▸ **Given request**:
Copy the stretch of the records from the line containing "Note for the class: annotate every instance of the sheep's hind" through the end of the records, word for word and leaving out the pictures.

▸ **Records for the task**:

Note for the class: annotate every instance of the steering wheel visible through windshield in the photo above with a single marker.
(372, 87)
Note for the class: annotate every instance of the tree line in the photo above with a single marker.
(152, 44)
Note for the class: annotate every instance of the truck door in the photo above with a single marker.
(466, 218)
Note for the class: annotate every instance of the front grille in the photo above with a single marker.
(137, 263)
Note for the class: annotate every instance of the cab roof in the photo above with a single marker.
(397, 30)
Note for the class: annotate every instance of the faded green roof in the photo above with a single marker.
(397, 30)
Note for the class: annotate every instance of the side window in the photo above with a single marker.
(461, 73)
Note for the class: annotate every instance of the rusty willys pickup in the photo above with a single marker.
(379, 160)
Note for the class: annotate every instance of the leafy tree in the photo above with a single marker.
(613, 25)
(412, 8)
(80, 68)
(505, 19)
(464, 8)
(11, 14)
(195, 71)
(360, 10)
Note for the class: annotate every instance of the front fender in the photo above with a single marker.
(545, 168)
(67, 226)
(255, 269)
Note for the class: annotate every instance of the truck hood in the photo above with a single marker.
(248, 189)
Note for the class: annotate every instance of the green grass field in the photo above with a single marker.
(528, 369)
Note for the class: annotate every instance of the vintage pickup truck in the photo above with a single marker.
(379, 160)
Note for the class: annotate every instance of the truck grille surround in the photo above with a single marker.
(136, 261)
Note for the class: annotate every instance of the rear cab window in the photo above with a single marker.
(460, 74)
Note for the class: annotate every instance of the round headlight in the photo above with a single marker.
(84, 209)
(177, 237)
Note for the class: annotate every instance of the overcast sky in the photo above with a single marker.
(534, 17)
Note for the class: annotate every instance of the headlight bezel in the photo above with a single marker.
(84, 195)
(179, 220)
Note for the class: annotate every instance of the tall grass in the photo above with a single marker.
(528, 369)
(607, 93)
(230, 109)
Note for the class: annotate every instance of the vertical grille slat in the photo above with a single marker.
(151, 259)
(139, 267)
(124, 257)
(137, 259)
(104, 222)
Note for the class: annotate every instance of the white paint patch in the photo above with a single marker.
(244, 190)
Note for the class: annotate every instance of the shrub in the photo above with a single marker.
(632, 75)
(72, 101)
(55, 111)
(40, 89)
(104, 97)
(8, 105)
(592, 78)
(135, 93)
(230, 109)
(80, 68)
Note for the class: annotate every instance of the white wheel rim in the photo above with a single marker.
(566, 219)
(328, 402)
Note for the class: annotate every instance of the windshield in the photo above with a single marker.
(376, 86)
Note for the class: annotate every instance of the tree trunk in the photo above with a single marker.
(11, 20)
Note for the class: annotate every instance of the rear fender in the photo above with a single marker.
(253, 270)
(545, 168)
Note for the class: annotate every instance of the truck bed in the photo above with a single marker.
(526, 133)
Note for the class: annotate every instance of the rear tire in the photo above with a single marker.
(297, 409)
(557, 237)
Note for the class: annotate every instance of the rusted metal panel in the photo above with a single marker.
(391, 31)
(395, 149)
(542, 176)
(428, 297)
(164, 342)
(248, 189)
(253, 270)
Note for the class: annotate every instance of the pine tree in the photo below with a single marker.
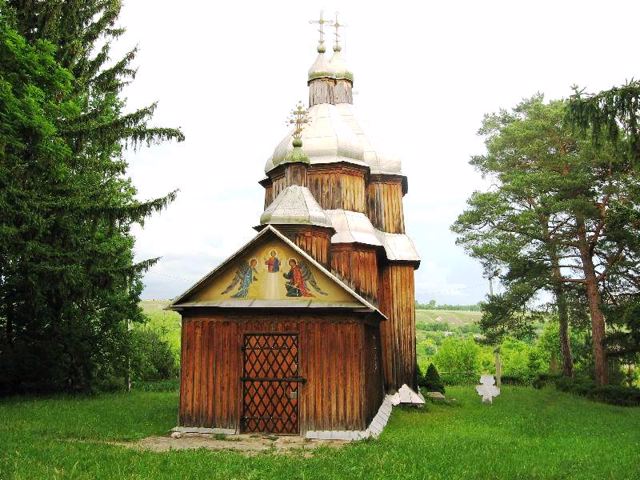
(432, 381)
(69, 283)
(564, 213)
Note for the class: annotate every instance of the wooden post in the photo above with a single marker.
(498, 368)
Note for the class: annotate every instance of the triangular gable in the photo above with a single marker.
(271, 271)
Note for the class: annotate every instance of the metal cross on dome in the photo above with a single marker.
(336, 24)
(299, 117)
(321, 22)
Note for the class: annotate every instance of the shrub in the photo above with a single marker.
(457, 355)
(431, 381)
(151, 356)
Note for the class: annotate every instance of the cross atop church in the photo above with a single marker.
(299, 118)
(321, 22)
(336, 24)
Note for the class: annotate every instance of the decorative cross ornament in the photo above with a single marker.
(299, 117)
(487, 388)
(321, 22)
(336, 24)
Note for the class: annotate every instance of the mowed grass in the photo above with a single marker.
(525, 434)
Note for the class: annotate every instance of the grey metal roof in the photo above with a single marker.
(398, 246)
(295, 205)
(379, 161)
(352, 227)
(325, 139)
(236, 303)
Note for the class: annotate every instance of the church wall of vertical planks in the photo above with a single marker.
(310, 324)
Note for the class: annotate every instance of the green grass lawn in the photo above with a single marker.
(527, 433)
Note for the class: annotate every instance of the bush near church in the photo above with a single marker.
(432, 381)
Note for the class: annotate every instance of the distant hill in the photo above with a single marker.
(453, 317)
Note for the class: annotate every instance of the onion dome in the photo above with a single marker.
(326, 139)
(295, 205)
(320, 68)
(378, 161)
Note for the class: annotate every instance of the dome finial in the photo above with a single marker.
(336, 24)
(299, 118)
(321, 21)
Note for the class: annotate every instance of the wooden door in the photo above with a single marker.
(270, 383)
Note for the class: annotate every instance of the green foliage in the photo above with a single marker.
(151, 358)
(431, 381)
(68, 281)
(561, 217)
(457, 359)
(526, 433)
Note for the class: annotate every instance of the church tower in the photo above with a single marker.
(337, 197)
(306, 326)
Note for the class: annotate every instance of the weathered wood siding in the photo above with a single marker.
(358, 265)
(397, 302)
(374, 377)
(332, 353)
(338, 186)
(384, 204)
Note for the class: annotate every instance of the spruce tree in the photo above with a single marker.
(69, 284)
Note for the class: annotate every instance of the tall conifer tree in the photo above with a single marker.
(69, 283)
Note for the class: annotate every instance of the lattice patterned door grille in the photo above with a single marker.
(270, 383)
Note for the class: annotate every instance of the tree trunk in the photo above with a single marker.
(561, 303)
(593, 299)
(563, 318)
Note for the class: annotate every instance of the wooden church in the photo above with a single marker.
(310, 324)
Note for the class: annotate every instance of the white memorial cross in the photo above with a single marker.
(487, 388)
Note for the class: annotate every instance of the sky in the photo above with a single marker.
(425, 74)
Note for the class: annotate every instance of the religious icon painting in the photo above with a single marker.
(299, 278)
(245, 276)
(272, 277)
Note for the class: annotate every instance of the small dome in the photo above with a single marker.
(320, 68)
(352, 227)
(295, 205)
(338, 66)
(325, 139)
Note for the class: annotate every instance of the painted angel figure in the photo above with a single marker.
(487, 388)
(298, 276)
(245, 276)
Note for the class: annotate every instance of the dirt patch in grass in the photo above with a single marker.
(245, 443)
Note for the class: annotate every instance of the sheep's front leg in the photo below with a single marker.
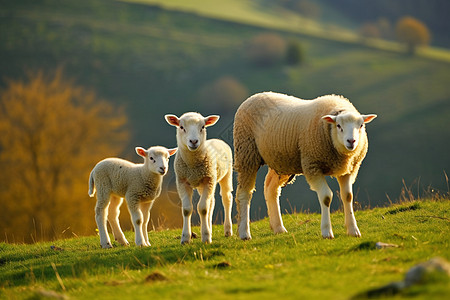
(325, 195)
(226, 187)
(272, 190)
(101, 214)
(185, 192)
(345, 186)
(246, 186)
(145, 208)
(204, 206)
(113, 219)
(137, 218)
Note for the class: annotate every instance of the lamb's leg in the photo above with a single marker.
(185, 192)
(204, 205)
(325, 195)
(137, 218)
(101, 214)
(272, 190)
(226, 187)
(345, 186)
(113, 219)
(246, 186)
(145, 208)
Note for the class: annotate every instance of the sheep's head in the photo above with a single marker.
(191, 129)
(348, 127)
(156, 158)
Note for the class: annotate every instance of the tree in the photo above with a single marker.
(52, 133)
(413, 33)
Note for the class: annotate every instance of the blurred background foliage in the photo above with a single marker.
(84, 80)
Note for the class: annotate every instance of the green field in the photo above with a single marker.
(298, 264)
(156, 58)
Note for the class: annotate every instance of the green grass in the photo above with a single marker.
(299, 264)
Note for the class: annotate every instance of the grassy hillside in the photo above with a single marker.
(299, 264)
(156, 59)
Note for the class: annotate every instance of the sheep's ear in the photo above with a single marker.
(141, 151)
(172, 151)
(172, 120)
(368, 118)
(211, 120)
(329, 119)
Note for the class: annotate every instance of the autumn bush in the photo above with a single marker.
(52, 132)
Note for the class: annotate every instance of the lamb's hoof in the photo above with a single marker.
(106, 246)
(279, 229)
(185, 239)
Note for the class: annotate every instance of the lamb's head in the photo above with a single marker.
(191, 129)
(156, 158)
(347, 128)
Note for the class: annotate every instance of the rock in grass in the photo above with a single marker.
(427, 272)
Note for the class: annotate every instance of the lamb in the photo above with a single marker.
(140, 184)
(317, 138)
(201, 164)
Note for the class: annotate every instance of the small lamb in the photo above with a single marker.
(317, 138)
(140, 184)
(201, 164)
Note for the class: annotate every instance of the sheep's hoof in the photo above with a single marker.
(329, 236)
(106, 246)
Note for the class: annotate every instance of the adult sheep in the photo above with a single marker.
(140, 184)
(201, 164)
(317, 138)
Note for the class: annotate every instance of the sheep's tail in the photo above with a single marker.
(91, 191)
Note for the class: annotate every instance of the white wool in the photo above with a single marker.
(140, 184)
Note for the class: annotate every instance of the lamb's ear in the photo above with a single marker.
(211, 120)
(141, 151)
(172, 151)
(329, 119)
(368, 118)
(172, 120)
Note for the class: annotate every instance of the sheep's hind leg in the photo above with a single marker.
(185, 192)
(324, 193)
(204, 209)
(145, 208)
(113, 219)
(101, 214)
(272, 190)
(246, 186)
(226, 187)
(137, 218)
(345, 186)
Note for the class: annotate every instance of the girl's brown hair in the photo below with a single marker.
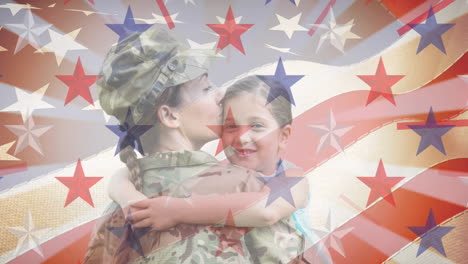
(280, 107)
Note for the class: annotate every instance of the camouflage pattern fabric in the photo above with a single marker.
(181, 174)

▸ **Final answer**:
Note for the class: annotate every instance of the sheep's hind leg in the photo above with a single marker.
(185, 192)
(324, 193)
(204, 209)
(145, 208)
(113, 219)
(101, 214)
(272, 190)
(246, 186)
(226, 187)
(137, 218)
(345, 186)
Note for the class: annotate every instance of the girl's brown hair in the photo below with a single marker.
(280, 107)
Note for the class: annotate every instance of the camouflage pattern fabric in the photo above with a single marker.
(181, 174)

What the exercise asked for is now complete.